• _Extract_
There will be irregular discussion before the speaker begins reading the prompts. The prompts will be more regularly spaced.

  • Scroll backwards through the recording until you reach the last beep (approximately the difference between the first [next] and the last [beep] from the parselog.py output). Make sure it is the very last beep before the participant starts reading the first prompt. Occasionally, there will be a double-long portion for the first part of the beep. If that seems to be the case, use the time from the second beginning rather than the first.
  • Note that in this example file, we found the first prompt at around 296 seconds, and identified the last beep at around 85 seconds. 296-85=211, which is what we had predicted from the parselog output!

These are the beeps you’re looking for.

  • Once you’ve located the last beep, note its start time in the wav file, writing it in the participant speadsheet, then run parselog.py again, replacing the 0 with the start time of the last beep.

• _Tasks to carry out_
A - In the extract, at around how many seconds was the first prompt found in the example file?
B - Rewrite the stretch of the extract from "There will be irregular" through "you’re looking for.", switching "recording" to "audio file".
C - List every distinct numeral that appears in the extract.
The lines are separate material with no connection to the extract.

• _Raw data_
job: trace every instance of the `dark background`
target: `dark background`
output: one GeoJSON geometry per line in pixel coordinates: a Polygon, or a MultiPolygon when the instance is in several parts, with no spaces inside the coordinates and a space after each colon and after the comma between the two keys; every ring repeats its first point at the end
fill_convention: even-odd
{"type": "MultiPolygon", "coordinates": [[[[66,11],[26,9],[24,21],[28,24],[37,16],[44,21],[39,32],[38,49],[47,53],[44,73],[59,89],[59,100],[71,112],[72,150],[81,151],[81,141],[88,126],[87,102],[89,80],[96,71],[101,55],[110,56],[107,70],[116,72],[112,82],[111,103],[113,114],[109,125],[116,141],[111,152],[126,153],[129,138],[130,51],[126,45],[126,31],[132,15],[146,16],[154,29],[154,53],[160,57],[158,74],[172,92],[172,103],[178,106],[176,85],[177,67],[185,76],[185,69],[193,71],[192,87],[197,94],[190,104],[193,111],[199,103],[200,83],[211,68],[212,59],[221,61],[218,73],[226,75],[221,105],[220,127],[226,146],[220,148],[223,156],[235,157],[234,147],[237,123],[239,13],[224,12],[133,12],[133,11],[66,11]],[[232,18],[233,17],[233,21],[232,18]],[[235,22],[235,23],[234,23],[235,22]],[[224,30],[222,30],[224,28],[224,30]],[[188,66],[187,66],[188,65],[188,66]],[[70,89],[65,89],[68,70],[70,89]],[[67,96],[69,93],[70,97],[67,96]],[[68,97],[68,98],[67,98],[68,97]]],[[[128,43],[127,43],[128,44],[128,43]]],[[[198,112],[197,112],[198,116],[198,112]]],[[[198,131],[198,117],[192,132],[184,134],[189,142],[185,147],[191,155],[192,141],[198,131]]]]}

==

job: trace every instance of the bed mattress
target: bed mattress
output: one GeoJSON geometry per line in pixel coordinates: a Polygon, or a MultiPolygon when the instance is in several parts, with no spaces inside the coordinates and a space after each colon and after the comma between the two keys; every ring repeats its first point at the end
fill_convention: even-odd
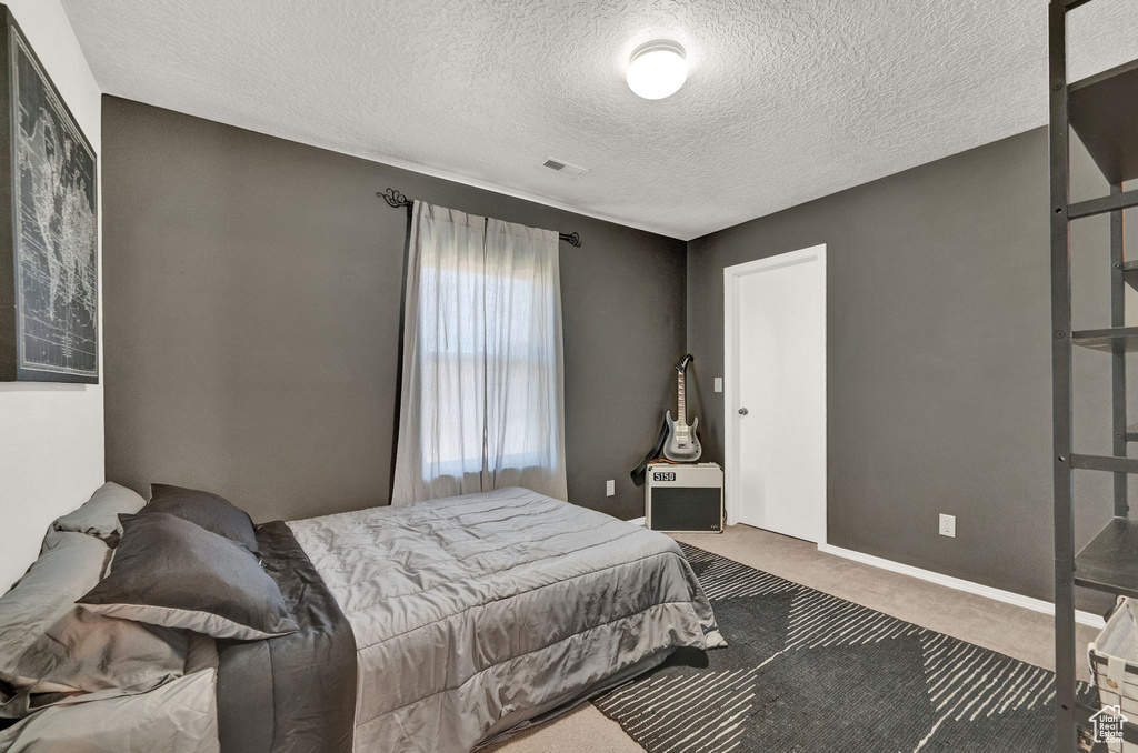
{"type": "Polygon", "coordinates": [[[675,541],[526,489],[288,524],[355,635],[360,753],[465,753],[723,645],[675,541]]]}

• _Replies_
A - Around 296 seconds.

B -
There will be irregular discussion before the speaker begins reading the prompts. The prompts will be more regularly spaced.

  • Scroll backwards through the audio file until you reach the last beep (approximately the difference between the first [next] and the last [beep] from the parselog.py output). Make sure it is the very last beep before the participant starts reading the first prompt. Occasionally, there will be a double-long portion for the first part of the beep. If that seems to be the case, use the time from the second beginning rather than the first.
  • Note that in this example file, we found the first prompt at around 296 seconds, and identified the last beep at around 85 seconds. 296-85=211, which is what we had predicted from the parselog output!

These are the beeps you’re looking for.

C - 296, 85, 211, 0